=== Excerpted data ===

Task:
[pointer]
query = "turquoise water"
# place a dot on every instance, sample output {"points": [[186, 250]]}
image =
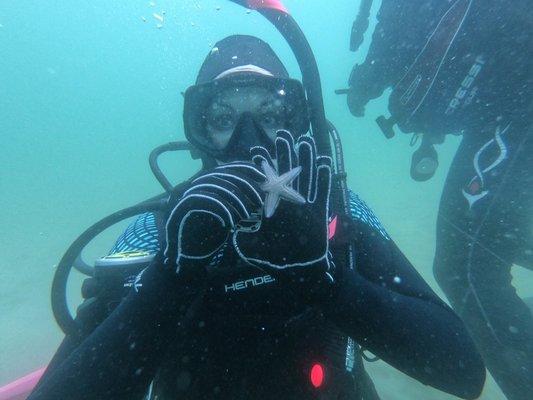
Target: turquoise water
{"points": [[87, 89]]}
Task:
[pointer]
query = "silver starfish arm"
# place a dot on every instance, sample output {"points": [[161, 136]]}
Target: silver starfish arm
{"points": [[271, 203]]}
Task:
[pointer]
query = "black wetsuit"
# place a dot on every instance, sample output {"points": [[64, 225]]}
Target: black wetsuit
{"points": [[473, 64], [239, 332]]}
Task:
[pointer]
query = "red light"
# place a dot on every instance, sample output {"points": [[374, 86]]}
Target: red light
{"points": [[317, 375]]}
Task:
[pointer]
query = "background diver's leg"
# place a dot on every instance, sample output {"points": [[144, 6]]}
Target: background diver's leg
{"points": [[478, 242]]}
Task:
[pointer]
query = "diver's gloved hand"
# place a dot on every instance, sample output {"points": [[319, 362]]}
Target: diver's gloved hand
{"points": [[202, 218], [293, 231]]}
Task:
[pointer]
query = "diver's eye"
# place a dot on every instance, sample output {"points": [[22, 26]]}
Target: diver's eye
{"points": [[221, 122], [271, 120]]}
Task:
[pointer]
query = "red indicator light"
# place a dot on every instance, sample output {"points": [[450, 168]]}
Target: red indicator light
{"points": [[317, 375]]}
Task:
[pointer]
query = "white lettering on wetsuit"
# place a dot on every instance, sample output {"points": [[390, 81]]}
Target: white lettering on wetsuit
{"points": [[241, 285], [462, 94]]}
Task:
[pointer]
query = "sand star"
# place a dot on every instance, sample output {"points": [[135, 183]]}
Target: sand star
{"points": [[279, 187]]}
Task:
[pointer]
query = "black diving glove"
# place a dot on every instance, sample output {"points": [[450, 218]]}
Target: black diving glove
{"points": [[293, 231], [202, 218]]}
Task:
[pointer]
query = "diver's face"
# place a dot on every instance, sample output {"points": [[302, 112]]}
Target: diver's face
{"points": [[228, 106]]}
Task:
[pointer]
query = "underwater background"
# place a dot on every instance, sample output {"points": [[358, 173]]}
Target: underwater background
{"points": [[88, 89]]}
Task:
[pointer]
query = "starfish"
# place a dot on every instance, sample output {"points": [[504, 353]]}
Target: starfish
{"points": [[278, 187]]}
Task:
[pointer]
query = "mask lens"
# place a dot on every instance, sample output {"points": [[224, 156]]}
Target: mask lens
{"points": [[213, 111]]}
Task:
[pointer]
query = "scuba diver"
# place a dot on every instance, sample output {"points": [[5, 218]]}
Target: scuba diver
{"points": [[466, 67], [245, 288]]}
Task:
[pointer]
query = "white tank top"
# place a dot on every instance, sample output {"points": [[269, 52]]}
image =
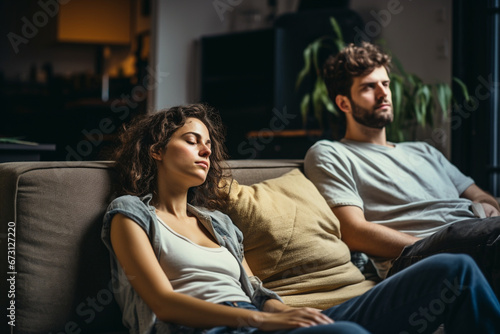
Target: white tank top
{"points": [[210, 274]]}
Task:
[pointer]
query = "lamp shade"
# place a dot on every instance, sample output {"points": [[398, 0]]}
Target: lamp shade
{"points": [[95, 22]]}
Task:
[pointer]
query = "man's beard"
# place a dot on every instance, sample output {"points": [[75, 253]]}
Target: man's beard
{"points": [[370, 118]]}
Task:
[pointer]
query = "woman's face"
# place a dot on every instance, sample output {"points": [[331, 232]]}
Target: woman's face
{"points": [[186, 157]]}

===

- _Work instructions_:
Every line above needs to be written out again as it stands. Pictures do not belong in the copy.

- _Response to the task_:
Task:
[pointer]
query = "turquoise water"
# place a dot on every instance, sample output {"points": [[186, 250]]}
image =
Target: turquoise water
{"points": [[87, 89]]}
Task:
[pointer]
query = "silver starfish arm"
# place a dot on every instance, sample output {"points": [[161, 136]]}
Target: silver starfish arm
{"points": [[271, 203]]}
Task:
[pointer]
query = "black wetsuit"
# place a dot on every instance, sample output {"points": [[64, 225]]}
Target: black wetsuit
{"points": [[473, 64], [239, 332]]}
Task:
[pointer]
query = "red light"
# place a dot on every instance, sample output {"points": [[374, 86]]}
Target: red light
{"points": [[317, 375]]}
Task:
[pointer]
query = "background diver's leg"
# place a dot on every instance, sample output {"points": [[144, 6]]}
Target: background diver's leg
{"points": [[478, 242]]}
Task:
[pointer]
query = "diver's gloved hand"
# place a dot on every instance, sample output {"points": [[319, 362]]}
Target: diver's gloved hand
{"points": [[202, 218], [293, 231]]}
Task:
[pointer]
query = "diver's eye"
# place a dot on every instance, sample output {"points": [[22, 26]]}
Target: diver's eye
{"points": [[221, 122], [271, 120]]}
Task:
[pointer]
query = "red indicator light"
# place a dot on every instance, sample output {"points": [[450, 168]]}
Target: red indicator light
{"points": [[317, 375]]}
Task:
[pointer]
query = "white lettering on wetsuit"
# place a dot on every instance, sample output {"points": [[390, 81]]}
Target: white lettering on wetsuit
{"points": [[241, 285], [462, 94]]}
Task:
[pointer]
query = "sand star"
# place a dot on every instance, sample output {"points": [[135, 183]]}
Target: sand star
{"points": [[279, 187]]}
Task:
[pointer]
query = "black diving glove"
# place a dot on every instance, sample output {"points": [[450, 218]]}
Target: black diving glove
{"points": [[293, 231], [202, 218]]}
Task:
[pointer]
query = "diver's face"
# place a dot on every instance, sample output {"points": [[302, 112]]}
Target: diver's face
{"points": [[228, 106]]}
Task:
[pointer]
query = "underwater background"
# place a dot on every instance, sample output {"points": [[358, 173]]}
Target: underwater background
{"points": [[88, 89]]}
Task:
[pointer]
query = "starfish"
# place a dot on every instance, sample output {"points": [[504, 353]]}
Target: starfish
{"points": [[278, 187]]}
Task:
[pointer]
query = "mask lens"
# place a dot on every instance, sample output {"points": [[224, 156]]}
Target: mask lens
{"points": [[213, 111]]}
Task:
[pointer]
query = "scuba diver"
# place a dot on every instance, sample output {"points": [[5, 218]]}
Target: scuba diver
{"points": [[466, 67], [245, 288]]}
Task:
[pointer]
query = "white tank top"
# place a dot on every instance, sample output {"points": [[269, 52]]}
image =
Target: white tank top
{"points": [[210, 274]]}
Task:
[pointer]
query = "lamp shade"
# place a dot on every instance, sample output {"points": [[398, 0]]}
Target: lamp shade
{"points": [[95, 22]]}
Task:
[pointer]
query = "man's beard"
# place a dot on every instance, sample output {"points": [[75, 253]]}
Target: man's beard
{"points": [[370, 118]]}
Task:
[pointer]
query = "woman's face"
# place a dot on every instance, sample output {"points": [[331, 232]]}
Target: woman's face
{"points": [[186, 157]]}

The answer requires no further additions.